## Start Records provided

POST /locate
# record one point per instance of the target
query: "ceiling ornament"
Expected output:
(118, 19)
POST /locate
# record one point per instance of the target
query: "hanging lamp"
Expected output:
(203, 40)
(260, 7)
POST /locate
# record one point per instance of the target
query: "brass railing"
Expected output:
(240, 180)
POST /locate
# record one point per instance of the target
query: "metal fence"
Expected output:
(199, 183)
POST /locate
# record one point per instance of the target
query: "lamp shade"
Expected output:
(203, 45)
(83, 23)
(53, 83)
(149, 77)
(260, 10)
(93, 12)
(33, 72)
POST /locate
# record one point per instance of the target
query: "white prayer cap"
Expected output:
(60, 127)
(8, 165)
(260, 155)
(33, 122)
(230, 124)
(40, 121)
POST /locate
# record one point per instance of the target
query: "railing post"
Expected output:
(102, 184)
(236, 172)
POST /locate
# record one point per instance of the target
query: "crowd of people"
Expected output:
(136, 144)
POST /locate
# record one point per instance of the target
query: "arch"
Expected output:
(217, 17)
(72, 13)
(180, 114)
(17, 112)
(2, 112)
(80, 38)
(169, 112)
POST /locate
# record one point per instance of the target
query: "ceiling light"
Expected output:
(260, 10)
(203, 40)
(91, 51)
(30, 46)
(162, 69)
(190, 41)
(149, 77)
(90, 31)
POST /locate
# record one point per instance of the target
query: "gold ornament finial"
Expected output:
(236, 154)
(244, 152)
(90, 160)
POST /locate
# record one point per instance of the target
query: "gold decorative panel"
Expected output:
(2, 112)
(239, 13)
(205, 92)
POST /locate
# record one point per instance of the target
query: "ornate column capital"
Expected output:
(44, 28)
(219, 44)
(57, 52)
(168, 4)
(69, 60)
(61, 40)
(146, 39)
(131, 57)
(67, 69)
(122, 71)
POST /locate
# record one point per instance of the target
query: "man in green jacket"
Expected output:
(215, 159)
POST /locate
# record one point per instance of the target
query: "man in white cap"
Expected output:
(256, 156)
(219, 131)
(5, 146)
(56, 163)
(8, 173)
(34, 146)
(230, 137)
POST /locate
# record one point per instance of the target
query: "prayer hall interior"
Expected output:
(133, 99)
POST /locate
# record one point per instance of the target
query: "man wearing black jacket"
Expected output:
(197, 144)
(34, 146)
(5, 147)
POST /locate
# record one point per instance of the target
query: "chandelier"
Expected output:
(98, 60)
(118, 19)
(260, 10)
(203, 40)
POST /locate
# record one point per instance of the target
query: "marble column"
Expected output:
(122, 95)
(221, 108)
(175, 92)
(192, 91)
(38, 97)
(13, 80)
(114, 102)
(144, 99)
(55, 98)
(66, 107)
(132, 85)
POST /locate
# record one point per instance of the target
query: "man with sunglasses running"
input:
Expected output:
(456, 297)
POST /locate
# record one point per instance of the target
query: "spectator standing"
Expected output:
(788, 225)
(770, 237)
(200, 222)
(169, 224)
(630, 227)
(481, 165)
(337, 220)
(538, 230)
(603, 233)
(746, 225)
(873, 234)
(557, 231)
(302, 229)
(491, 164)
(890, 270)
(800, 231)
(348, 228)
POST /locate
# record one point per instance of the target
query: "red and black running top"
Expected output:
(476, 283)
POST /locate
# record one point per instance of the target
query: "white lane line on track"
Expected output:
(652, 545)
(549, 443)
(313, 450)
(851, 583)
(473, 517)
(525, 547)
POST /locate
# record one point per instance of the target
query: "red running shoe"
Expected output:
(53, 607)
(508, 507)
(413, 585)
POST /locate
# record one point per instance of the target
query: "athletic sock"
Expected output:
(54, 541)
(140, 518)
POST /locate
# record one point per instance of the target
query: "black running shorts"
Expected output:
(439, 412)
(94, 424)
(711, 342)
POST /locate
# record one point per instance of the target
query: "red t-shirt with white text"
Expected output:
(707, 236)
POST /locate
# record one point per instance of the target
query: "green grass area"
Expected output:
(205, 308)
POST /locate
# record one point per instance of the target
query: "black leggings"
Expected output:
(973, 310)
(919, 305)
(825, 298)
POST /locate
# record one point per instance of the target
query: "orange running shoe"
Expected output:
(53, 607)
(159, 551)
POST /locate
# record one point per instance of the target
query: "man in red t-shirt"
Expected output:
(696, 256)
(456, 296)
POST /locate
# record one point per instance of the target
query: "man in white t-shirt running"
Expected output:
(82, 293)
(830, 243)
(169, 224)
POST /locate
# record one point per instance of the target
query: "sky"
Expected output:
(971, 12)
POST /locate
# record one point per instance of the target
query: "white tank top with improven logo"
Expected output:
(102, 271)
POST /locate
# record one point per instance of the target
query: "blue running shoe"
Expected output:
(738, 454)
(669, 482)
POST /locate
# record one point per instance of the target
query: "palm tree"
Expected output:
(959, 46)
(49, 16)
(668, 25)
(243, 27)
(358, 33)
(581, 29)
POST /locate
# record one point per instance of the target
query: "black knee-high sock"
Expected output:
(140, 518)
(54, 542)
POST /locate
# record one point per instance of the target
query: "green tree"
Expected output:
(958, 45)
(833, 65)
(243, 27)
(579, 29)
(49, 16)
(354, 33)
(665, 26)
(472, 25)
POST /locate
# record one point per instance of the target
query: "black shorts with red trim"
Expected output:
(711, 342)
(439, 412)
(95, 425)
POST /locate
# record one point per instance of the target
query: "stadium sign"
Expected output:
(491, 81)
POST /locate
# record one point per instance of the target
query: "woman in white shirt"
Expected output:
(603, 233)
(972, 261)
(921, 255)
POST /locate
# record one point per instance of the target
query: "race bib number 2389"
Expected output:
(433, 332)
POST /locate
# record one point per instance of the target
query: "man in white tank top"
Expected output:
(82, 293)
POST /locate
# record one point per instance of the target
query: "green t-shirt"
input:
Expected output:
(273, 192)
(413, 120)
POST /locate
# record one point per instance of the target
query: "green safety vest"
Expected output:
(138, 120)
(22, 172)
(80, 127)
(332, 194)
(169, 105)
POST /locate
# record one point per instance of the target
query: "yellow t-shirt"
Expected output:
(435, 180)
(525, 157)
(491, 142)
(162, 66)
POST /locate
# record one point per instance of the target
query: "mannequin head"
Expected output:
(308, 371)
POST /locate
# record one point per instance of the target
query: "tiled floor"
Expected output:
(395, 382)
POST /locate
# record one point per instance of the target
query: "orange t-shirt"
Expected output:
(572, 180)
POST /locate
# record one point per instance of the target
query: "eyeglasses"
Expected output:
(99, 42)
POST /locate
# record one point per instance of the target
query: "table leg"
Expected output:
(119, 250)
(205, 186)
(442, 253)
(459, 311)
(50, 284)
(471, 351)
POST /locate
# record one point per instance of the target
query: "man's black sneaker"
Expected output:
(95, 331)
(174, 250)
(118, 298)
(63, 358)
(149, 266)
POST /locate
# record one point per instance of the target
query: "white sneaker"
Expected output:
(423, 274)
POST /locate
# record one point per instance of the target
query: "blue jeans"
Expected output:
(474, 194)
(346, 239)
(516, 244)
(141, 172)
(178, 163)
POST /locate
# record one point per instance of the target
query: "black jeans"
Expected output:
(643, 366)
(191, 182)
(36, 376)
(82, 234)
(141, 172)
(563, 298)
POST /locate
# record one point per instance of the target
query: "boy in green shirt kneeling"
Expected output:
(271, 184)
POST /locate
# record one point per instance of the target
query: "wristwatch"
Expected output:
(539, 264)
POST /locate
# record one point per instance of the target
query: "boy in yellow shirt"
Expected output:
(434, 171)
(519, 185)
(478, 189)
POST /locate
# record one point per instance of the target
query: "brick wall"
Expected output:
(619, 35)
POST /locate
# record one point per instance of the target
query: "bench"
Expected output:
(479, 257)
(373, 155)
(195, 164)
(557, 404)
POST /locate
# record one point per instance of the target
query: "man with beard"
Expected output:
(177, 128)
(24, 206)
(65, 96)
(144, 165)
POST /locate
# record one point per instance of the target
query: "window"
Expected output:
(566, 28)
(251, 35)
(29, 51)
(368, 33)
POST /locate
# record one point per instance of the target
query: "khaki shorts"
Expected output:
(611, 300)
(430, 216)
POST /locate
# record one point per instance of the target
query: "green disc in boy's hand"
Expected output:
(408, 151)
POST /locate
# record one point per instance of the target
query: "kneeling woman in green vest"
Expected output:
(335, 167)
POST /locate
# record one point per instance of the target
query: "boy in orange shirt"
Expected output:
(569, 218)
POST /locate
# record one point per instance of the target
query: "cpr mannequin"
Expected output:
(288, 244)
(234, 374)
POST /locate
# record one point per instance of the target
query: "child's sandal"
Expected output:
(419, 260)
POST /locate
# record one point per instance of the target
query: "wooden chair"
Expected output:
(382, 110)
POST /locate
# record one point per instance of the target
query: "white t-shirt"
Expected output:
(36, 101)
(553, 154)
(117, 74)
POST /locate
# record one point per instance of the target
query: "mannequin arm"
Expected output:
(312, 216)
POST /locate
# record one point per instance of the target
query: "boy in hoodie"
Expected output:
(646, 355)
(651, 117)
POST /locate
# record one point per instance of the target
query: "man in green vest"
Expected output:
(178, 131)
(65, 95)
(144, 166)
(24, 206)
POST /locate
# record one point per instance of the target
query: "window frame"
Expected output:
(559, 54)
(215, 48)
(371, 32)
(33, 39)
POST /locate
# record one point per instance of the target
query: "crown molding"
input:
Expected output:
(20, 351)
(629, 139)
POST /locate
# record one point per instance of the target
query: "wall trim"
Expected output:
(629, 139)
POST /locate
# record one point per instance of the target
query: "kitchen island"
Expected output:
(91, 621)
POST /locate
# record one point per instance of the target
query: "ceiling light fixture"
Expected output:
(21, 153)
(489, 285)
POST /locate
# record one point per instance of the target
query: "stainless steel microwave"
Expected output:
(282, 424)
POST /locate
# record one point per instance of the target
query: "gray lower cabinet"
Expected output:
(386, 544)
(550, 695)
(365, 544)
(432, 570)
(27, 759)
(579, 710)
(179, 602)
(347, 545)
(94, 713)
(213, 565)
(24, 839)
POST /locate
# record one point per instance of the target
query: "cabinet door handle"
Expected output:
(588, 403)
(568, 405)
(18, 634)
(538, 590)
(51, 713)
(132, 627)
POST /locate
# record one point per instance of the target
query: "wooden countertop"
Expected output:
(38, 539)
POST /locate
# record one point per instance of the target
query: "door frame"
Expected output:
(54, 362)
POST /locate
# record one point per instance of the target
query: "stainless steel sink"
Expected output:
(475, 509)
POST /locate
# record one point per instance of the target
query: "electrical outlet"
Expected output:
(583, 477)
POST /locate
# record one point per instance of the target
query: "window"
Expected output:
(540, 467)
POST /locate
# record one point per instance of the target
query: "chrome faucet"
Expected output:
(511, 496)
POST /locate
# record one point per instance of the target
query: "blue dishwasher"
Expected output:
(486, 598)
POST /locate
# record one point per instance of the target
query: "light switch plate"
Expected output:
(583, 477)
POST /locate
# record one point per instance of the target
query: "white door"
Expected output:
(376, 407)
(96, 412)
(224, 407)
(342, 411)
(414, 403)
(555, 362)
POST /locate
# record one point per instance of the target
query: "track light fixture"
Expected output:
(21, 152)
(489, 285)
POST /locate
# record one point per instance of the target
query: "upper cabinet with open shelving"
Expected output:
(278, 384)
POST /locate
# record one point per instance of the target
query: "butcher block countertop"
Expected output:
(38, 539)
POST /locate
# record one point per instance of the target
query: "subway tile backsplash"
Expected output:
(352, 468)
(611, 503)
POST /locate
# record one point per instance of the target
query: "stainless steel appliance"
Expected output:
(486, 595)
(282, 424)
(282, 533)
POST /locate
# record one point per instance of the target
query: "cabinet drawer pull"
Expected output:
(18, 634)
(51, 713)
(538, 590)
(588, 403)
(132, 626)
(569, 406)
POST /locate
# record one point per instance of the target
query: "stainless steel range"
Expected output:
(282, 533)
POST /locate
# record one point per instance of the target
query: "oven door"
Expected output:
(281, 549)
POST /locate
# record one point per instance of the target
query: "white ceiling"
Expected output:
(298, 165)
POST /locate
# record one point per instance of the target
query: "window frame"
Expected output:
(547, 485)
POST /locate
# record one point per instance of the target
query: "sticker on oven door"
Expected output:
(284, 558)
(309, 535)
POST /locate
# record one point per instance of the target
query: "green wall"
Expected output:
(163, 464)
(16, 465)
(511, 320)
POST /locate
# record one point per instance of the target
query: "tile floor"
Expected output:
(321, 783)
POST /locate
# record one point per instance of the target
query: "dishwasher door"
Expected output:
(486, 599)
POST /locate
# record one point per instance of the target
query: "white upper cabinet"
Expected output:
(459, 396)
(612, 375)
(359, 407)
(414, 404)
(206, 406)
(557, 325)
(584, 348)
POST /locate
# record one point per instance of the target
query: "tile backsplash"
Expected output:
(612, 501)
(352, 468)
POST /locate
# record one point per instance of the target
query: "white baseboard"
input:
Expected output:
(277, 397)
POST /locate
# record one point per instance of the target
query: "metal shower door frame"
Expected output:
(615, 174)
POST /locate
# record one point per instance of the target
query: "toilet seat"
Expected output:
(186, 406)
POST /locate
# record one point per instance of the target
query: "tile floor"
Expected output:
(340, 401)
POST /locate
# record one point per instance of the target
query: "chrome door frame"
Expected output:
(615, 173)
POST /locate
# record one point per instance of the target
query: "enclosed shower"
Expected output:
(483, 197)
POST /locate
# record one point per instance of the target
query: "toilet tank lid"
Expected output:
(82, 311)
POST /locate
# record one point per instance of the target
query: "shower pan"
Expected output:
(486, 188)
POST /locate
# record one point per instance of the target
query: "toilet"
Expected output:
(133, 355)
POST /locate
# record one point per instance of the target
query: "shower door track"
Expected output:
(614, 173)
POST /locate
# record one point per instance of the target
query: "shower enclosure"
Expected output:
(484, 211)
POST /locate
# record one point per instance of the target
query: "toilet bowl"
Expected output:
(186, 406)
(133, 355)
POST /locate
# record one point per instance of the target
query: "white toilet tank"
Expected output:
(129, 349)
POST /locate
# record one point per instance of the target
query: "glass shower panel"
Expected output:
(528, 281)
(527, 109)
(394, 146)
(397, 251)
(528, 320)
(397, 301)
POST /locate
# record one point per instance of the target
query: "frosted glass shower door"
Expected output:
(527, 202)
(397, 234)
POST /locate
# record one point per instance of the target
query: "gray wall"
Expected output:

## End Records provided

Problem description> Collect every line in the listing above that contains the string "jacket", matching case exactly.

Solution for this problem>
query: "man in green jacket"
query: "man wearing black jacket"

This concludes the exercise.